Set down the records below word for word, starting at the line that contains "Thank you for the photo. Could you pin the wheelchair" and ending with the last line of the records.

◇ ◇ ◇ ◇

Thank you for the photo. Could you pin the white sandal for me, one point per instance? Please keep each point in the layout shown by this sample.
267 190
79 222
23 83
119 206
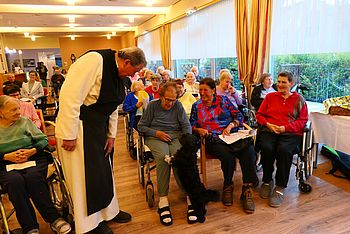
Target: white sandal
60 226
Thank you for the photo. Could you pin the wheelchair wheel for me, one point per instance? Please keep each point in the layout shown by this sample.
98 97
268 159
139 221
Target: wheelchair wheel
150 195
304 187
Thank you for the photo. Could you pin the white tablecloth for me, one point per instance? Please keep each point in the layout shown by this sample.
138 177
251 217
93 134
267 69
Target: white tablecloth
331 130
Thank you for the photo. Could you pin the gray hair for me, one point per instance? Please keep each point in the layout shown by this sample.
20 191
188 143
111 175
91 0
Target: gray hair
135 54
4 99
134 84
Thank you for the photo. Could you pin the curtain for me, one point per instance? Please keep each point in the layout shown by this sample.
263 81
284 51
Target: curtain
259 38
208 33
165 38
241 14
253 47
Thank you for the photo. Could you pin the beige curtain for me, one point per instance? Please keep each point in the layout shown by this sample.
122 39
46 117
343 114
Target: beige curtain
164 32
241 14
253 49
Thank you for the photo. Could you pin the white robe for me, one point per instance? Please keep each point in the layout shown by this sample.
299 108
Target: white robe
82 86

◇ ◇ ◇ ◇

Solution to this problem:
Thank you for the photo. Could you pin the wheelchair wheel for me, one point per instance? Please keep each point in the layout shown by this sample.
98 97
268 159
139 221
Target: wheelchair wheel
150 195
304 187
Thank you for the photo. Could you pin the white tablecloth for me, one point per instance? Please keep each point in the layout shown by this sample.
138 177
251 217
93 134
267 69
Target: white tablecloth
331 130
Thank you for the photo. Could you pin the gray hair for me, one point per instance? Please keep each point in the layout shown by this sample.
20 191
188 143
111 175
91 0
Target: gray hair
135 54
4 99
134 84
Thank you for the photo. Could you pin the curtain for me, one point per instance? Please keep each point in the layout shown by this sample.
263 81
284 51
Target: curtain
259 38
208 33
165 38
241 14
253 47
Thank you for the photo. Could you pin the beige curtain for me, one point per instance? Please keep each point in the layout shown by this sample.
122 39
46 117
343 114
Target: beige curtain
164 32
241 14
253 49
Thank you for the photo. Could you pin the white robe for me, one point per instance? Please keep each point in the layout shown by this sample.
299 108
Target: white robe
82 86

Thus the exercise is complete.